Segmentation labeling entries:
★ ★ ★ ★ ★
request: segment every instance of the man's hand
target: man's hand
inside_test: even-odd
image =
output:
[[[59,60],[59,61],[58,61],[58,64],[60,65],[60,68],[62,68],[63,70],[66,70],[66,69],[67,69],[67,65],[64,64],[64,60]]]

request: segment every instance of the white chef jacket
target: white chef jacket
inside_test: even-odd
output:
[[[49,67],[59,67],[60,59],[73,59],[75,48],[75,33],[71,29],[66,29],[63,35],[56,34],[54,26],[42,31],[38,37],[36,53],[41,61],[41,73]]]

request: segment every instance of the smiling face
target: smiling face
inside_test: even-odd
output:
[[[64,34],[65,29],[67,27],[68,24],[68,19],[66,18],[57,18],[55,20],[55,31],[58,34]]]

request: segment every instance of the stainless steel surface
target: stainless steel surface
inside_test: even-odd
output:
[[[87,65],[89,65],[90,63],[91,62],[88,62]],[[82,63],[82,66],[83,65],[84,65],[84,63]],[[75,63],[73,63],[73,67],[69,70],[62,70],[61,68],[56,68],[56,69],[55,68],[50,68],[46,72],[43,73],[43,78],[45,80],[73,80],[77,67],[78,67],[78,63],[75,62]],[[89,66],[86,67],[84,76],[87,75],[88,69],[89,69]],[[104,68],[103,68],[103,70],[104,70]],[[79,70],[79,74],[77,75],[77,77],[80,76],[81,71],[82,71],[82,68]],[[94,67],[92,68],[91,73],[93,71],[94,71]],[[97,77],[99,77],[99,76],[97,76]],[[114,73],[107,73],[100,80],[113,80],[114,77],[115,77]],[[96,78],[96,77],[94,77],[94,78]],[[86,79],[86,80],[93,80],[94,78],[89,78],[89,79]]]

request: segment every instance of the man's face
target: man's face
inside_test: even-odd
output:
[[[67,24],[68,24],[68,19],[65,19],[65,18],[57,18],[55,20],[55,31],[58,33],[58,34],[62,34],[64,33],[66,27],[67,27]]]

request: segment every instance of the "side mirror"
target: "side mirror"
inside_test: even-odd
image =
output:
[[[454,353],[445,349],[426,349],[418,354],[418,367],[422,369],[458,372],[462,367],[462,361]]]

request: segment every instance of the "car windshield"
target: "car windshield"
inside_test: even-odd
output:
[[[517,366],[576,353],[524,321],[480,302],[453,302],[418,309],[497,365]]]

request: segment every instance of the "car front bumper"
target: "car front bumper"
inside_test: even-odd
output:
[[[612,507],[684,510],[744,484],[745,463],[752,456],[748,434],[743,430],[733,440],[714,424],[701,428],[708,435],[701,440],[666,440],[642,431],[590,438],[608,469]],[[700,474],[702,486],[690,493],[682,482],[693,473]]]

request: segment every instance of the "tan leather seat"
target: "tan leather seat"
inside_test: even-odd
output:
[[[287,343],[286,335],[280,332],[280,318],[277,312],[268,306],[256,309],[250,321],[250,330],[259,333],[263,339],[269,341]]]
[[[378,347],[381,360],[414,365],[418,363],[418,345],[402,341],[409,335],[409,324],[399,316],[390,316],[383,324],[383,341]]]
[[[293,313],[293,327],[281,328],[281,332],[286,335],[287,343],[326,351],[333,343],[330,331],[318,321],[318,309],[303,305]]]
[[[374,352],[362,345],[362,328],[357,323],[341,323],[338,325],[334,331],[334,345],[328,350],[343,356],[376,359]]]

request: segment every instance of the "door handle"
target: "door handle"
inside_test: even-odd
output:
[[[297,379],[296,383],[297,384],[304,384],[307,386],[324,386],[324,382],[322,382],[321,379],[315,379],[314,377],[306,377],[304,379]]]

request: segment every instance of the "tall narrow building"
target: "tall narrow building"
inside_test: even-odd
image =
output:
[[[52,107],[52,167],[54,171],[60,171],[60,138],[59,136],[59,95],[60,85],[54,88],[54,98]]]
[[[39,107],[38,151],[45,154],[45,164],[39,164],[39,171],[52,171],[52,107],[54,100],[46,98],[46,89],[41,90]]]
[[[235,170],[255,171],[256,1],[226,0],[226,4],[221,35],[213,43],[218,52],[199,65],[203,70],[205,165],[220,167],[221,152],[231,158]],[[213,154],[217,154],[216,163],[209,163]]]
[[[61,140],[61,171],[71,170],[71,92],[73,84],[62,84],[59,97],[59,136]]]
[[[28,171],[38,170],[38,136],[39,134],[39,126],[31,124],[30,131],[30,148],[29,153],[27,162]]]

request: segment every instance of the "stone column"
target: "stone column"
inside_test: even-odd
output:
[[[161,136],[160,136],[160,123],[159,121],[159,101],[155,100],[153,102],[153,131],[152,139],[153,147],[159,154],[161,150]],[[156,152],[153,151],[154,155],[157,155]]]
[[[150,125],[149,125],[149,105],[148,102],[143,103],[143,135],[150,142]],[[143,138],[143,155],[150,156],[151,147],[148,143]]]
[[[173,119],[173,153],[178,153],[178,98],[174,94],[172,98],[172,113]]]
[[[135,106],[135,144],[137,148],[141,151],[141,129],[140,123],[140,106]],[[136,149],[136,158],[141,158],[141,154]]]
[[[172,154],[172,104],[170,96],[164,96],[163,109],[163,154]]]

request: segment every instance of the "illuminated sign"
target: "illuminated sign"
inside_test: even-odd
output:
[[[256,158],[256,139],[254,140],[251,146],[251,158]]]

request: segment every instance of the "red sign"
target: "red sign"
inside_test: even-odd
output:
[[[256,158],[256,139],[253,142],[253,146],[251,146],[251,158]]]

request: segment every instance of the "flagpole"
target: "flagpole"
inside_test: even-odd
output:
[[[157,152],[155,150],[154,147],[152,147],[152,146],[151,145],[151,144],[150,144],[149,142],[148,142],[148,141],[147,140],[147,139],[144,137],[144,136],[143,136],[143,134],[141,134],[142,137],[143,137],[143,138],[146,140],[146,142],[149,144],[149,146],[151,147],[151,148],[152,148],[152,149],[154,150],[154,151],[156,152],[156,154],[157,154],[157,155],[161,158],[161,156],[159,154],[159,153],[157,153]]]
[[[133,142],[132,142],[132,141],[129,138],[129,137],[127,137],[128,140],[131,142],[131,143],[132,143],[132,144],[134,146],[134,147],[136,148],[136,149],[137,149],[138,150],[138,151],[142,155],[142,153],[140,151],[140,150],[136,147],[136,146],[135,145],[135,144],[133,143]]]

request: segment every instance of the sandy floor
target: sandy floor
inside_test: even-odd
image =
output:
★ ★ ★ ★ ★
=== Exercise details ===
Restate the whole listing exactly.

=== Exercise output ===
request: segment every instance of the man's hand
target: man's hand
inside_test: even-odd
image =
output:
[[[59,60],[59,61],[58,61],[58,64],[60,65],[60,68],[62,68],[63,70],[66,70],[66,69],[67,69],[67,65],[64,64],[64,60]]]

request: segment every instance of the white chef jacket
target: white chef jacket
inside_test: even-odd
output:
[[[49,67],[59,67],[60,59],[73,59],[75,48],[75,33],[71,29],[66,29],[63,35],[56,34],[54,26],[42,31],[38,37],[36,53],[41,61],[41,73]]]

request: segment every instance of the smiling face
target: smiling face
inside_test: even-odd
output:
[[[64,34],[65,29],[67,27],[68,24],[68,19],[66,18],[57,18],[55,20],[55,31],[58,34]]]

request: segment every instance of the stainless steel surface
target: stainless steel surface
inside_test: even-odd
output:
[[[87,65],[89,65],[90,63],[91,62],[88,62]],[[82,63],[82,66],[83,65],[84,65],[84,63]],[[75,63],[73,63],[73,67],[69,70],[62,70],[61,68],[56,68],[56,69],[55,68],[50,68],[46,72],[43,73],[43,78],[45,80],[73,80],[77,67],[78,67],[78,63],[75,62]],[[89,66],[86,67],[84,76],[87,75],[88,69],[89,69]],[[104,68],[103,68],[103,70],[104,70]],[[79,70],[79,74],[77,75],[77,77],[80,76],[81,71],[82,71],[82,68]],[[94,67],[92,68],[91,73],[93,71],[94,71]],[[97,77],[99,77],[99,76],[97,76]],[[114,73],[107,73],[100,80],[113,80],[114,77],[115,77]],[[96,78],[96,77],[94,77],[94,78]],[[86,79],[86,80],[93,80],[94,78],[89,78],[89,79]]]

request: segment every instance of the man's face
target: man's face
inside_test: even-odd
output:
[[[67,24],[68,24],[68,19],[65,19],[65,18],[57,18],[55,20],[55,31],[58,33],[58,34],[62,34],[64,33],[66,27],[67,27]]]

request: segment every instance of the "side mirror"
target: "side mirror"
inside_test: even-odd
image =
output:
[[[454,353],[445,349],[426,349],[418,354],[418,367],[422,369],[458,372],[462,367],[462,361]]]

request: segment every instance of the "car windshield"
target: "car windshield"
inside_test: even-odd
output:
[[[517,366],[576,353],[524,321],[480,302],[453,302],[418,309],[497,365]]]

request: segment every instance of the "car front bumper"
target: "car front bumper"
inside_test: even-odd
output:
[[[612,507],[684,510],[744,484],[745,463],[752,456],[748,434],[743,430],[733,440],[714,424],[701,428],[708,435],[701,440],[666,440],[642,431],[590,438],[608,469]],[[700,474],[702,486],[690,493],[682,482],[693,473]]]

request: segment every instance of the "tan leather seat"
target: "tan leather seat"
inside_test: even-odd
output:
[[[287,343],[286,335],[280,332],[280,318],[277,312],[268,306],[256,309],[250,321],[250,330],[259,333],[263,339],[269,341]]]
[[[378,347],[381,360],[414,365],[418,363],[418,345],[402,341],[409,335],[409,324],[399,316],[390,316],[383,324],[383,341]]]
[[[293,313],[293,327],[281,328],[281,332],[286,335],[287,343],[326,351],[333,343],[330,331],[318,321],[318,309],[303,305]]]
[[[374,352],[362,345],[362,328],[357,323],[341,323],[338,325],[334,331],[334,345],[328,350],[343,356],[376,359]]]

request: segment every instance of the "door handle"
target: "door handle"
inside_test: even-odd
output:
[[[297,379],[296,383],[297,384],[304,384],[307,386],[324,386],[324,382],[322,382],[321,379],[315,379],[314,377],[306,377],[304,379]]]

request: segment every instance of the "tall narrow building"
target: "tall narrow building"
inside_test: even-odd
image =
output:
[[[52,107],[52,167],[54,171],[60,171],[60,138],[59,136],[59,95],[60,85],[54,88],[54,98]]]
[[[39,107],[38,151],[45,154],[45,164],[39,164],[39,171],[52,171],[52,107],[54,100],[46,98],[46,89],[41,90]]]
[[[235,170],[255,171],[256,1],[226,0],[226,4],[221,35],[213,43],[218,52],[199,65],[203,70],[205,165],[220,167],[221,152],[231,158]],[[213,154],[217,154],[216,163],[209,163]]]
[[[61,140],[61,171],[71,170],[71,92],[73,84],[62,84],[59,97],[59,136]]]
[[[28,171],[38,170],[38,136],[39,134],[39,126],[31,124],[30,131],[30,148],[29,153],[27,162]]]

request: segment every instance of the "stone column"
target: "stone column"
inside_test: even-odd
output:
[[[161,136],[160,136],[160,123],[159,121],[159,101],[155,100],[153,102],[153,131],[152,139],[153,147],[159,154],[161,150]],[[156,152],[153,151],[154,155],[157,155]]]
[[[150,125],[149,125],[149,105],[148,102],[143,103],[143,135],[150,142]],[[143,138],[143,155],[150,156],[151,147],[148,143]]]
[[[173,119],[173,153],[178,153],[178,98],[174,94],[172,98],[172,113]]]
[[[135,106],[135,144],[137,148],[141,151],[141,129],[140,123],[140,106]],[[136,149],[136,158],[141,158],[141,154]]]
[[[172,154],[172,104],[170,96],[164,96],[163,109],[163,154]]]

request: segment every instance of the "illuminated sign"
target: "illuminated sign"
inside_test: even-odd
output:
[[[256,158],[256,139],[254,140],[251,146],[251,158]]]

request: segment every instance of the "red sign"
target: "red sign"
inside_test: even-odd
output:
[[[256,158],[256,139],[253,142],[253,146],[251,146],[251,158]]]

request: segment every instance of the "flagpole"
target: "flagpole"
inside_test: even-odd
output:
[[[157,152],[155,150],[154,147],[152,147],[152,146],[151,145],[151,144],[150,144],[149,142],[148,142],[148,141],[147,140],[147,139],[144,137],[144,136],[143,136],[143,134],[141,134],[142,137],[143,137],[143,138],[146,140],[146,142],[149,144],[149,146],[151,147],[151,148],[152,148],[152,149],[154,150],[154,151],[156,152],[156,154],[157,154],[157,155],[161,158],[161,156],[159,154],[159,153],[157,153]]]
[[[133,142],[132,142],[132,141],[129,138],[129,137],[127,137],[128,140],[131,142],[131,143],[132,143],[132,144],[134,146],[134,147],[136,148],[136,149],[137,149],[138,150],[138,151],[142,155],[142,153],[140,151],[140,150],[136,147],[136,146],[135,145],[135,144],[133,143]]]

request: segment every instance of the sandy floor
target: sandy floor
inside_test: even-odd
image =
output:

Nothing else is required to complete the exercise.